What is expected:
Each line of the data below must be reproduced without any change.

Stored data entries

== Segment start ==

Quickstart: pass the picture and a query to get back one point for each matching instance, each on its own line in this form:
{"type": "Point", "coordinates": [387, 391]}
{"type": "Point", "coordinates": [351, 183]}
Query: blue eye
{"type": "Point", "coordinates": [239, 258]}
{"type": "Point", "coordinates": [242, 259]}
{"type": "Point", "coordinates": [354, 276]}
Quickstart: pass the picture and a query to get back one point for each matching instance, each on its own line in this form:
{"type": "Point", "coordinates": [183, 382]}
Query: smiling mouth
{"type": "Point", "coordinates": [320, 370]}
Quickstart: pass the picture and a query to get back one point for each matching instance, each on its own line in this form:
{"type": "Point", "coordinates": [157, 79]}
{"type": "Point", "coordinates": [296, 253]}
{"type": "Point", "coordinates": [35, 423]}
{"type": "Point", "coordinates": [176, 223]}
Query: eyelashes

== Segment end ==

Written solution:
Quickstart: pass the picture and a query to get back one point for each matching instance, each on its own line in this form:
{"type": "Point", "coordinates": [387, 391]}
{"type": "Point", "coordinates": [351, 183]}
Query: blue eye
{"type": "Point", "coordinates": [239, 258]}
{"type": "Point", "coordinates": [242, 259]}
{"type": "Point", "coordinates": [354, 276]}
Quickstart: pass the picture and a query to get back one point for each matching instance, each on its own line in this form:
{"type": "Point", "coordinates": [183, 382]}
Query: smiling mouth
{"type": "Point", "coordinates": [320, 370]}
Quickstart: pass the picture and a query to get back one point for each matching instance, each on its own line in this form:
{"type": "Point", "coordinates": [157, 79]}
{"type": "Point", "coordinates": [296, 253]}
{"type": "Point", "coordinates": [35, 423]}
{"type": "Point", "coordinates": [176, 223]}
Query: eyelashes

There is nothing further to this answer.